## TASK
Reproduce the material word for word, from its first line up to and including the line containing "0H0L4 258L62 254V212L145".

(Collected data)

= Beginning of Section =

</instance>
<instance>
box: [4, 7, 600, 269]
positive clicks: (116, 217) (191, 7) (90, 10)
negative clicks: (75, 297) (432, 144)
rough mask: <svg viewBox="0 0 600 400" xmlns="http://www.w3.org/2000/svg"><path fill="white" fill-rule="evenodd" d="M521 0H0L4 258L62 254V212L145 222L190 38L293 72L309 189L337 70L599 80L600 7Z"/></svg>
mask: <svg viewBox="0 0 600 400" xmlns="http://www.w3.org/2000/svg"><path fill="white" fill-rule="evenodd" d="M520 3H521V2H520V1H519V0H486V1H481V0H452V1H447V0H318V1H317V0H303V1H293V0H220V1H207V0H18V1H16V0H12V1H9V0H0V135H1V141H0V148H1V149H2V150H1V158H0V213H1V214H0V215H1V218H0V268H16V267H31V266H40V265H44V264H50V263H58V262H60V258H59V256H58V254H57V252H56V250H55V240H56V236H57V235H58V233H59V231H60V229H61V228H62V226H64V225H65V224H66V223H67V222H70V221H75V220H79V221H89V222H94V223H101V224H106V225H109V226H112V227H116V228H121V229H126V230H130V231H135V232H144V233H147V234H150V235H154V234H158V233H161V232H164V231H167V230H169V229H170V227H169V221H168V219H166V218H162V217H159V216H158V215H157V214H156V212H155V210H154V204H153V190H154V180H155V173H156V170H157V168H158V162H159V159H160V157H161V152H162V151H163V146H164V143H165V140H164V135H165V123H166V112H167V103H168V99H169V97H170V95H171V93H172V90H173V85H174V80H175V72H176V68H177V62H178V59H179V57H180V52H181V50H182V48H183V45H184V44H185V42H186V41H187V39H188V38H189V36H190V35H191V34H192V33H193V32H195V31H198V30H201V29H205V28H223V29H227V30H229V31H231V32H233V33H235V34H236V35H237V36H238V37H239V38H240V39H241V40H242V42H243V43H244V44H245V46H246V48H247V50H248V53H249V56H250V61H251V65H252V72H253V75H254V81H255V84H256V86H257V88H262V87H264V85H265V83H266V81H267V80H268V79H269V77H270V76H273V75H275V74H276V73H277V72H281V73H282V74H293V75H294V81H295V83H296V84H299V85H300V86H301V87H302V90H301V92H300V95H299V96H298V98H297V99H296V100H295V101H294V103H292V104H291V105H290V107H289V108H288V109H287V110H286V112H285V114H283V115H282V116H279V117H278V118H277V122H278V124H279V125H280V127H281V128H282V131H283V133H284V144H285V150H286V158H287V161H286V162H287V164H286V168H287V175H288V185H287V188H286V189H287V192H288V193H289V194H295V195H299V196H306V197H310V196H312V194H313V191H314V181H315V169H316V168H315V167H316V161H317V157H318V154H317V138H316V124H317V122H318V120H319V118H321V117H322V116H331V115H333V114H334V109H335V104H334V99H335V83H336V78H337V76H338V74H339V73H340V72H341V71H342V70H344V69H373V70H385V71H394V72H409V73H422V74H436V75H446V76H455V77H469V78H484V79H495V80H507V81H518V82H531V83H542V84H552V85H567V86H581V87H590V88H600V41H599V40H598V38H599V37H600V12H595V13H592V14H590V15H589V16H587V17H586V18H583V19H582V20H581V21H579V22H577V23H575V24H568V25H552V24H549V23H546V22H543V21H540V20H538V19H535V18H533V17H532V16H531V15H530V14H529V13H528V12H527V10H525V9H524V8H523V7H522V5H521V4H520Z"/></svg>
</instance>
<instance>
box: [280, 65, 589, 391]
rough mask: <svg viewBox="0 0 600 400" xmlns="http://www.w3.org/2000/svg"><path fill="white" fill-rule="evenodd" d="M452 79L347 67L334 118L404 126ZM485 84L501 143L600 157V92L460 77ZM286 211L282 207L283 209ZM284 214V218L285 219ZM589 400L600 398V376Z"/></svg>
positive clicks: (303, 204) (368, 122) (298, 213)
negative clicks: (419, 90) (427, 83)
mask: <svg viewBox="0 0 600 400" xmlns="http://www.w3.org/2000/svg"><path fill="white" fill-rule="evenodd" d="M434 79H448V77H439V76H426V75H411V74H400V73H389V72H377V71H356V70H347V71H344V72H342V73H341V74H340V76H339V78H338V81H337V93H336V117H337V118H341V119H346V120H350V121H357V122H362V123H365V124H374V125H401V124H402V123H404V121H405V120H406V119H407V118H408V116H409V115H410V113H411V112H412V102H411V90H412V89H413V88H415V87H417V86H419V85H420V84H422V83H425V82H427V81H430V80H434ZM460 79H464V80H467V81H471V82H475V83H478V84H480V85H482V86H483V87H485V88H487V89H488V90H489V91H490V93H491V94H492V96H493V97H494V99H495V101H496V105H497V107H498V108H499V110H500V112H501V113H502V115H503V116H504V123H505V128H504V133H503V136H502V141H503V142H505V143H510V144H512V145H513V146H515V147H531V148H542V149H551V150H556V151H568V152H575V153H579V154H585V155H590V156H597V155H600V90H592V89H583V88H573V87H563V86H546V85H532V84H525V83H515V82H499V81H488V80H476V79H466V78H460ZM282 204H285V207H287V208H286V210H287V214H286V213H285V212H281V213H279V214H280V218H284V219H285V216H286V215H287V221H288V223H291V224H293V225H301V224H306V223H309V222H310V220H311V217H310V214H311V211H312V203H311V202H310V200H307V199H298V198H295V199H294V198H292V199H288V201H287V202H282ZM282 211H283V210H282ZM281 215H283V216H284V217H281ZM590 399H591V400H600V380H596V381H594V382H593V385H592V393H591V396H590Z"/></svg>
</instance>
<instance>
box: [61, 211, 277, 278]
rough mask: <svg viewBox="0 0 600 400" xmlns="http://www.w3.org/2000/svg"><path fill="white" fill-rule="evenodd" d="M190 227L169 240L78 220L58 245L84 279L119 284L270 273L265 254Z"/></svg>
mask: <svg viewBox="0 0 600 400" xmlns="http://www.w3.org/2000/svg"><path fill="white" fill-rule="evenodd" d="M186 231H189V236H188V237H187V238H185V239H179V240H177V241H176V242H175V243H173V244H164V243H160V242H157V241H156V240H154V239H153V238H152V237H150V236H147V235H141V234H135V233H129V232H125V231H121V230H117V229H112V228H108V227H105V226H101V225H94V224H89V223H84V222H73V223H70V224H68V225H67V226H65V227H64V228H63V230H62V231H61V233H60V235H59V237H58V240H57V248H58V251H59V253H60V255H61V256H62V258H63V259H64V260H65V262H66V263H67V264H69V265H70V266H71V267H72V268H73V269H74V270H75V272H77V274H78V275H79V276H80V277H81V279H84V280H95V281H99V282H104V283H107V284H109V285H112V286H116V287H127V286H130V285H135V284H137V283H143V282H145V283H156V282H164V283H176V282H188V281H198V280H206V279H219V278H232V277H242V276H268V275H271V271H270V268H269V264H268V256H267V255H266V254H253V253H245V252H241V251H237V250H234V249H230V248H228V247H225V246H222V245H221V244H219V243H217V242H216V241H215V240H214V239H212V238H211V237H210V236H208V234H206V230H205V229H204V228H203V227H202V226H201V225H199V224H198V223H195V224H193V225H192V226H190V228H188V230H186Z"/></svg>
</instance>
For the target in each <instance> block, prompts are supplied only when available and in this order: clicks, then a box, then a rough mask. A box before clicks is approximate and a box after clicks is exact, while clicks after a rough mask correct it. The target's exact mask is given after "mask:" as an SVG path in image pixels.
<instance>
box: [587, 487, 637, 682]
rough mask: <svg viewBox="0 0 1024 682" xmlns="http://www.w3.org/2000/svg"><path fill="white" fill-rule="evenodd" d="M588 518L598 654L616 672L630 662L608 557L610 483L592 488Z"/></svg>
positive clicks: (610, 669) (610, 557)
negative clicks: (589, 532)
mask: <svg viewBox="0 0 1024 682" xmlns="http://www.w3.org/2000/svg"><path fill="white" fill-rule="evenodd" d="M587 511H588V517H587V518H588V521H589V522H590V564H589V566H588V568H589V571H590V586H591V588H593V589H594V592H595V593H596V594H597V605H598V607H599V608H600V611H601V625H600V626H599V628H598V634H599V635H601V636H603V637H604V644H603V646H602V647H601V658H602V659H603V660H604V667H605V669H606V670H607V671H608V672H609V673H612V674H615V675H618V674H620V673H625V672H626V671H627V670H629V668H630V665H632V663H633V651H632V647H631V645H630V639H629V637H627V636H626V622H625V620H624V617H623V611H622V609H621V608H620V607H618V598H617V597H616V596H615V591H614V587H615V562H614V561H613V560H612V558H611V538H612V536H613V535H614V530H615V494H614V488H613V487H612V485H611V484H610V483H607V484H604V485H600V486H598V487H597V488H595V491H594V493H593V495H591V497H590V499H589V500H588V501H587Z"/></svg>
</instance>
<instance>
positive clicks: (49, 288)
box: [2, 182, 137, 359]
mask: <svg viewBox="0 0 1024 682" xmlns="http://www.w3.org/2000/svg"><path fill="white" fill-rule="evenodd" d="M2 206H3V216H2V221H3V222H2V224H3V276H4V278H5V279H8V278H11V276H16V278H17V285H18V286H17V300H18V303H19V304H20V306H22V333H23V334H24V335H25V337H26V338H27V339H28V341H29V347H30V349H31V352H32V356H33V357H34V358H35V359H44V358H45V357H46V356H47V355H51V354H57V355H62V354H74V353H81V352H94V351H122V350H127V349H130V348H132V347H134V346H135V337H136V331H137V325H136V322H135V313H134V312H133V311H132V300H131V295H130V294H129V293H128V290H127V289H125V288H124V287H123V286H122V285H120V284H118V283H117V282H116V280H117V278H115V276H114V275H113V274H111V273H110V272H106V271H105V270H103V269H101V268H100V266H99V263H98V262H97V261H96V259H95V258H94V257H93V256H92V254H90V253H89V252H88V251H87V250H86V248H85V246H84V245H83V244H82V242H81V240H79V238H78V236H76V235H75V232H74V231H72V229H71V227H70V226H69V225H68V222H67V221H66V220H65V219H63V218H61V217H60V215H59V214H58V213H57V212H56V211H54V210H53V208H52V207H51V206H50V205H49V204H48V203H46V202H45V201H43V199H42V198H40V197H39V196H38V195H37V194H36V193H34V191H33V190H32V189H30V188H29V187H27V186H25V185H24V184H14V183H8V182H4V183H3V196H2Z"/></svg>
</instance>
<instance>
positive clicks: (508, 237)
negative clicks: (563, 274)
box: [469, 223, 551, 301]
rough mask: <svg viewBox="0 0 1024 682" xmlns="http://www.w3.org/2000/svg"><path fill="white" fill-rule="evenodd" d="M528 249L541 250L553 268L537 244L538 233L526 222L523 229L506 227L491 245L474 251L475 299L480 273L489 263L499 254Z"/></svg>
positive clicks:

= End of Section =

## OUTPUT FOR THIS EXERCISE
</instance>
<instance>
box: [4, 7, 600, 269]
positive clicks: (116, 217) (191, 7) (90, 10)
negative clicks: (75, 297) (432, 144)
rough mask: <svg viewBox="0 0 600 400" xmlns="http://www.w3.org/2000/svg"><path fill="white" fill-rule="evenodd" d="M521 0H0L4 258L62 254V212L145 222L190 38L293 72L309 189L337 70L599 80L600 7Z"/></svg>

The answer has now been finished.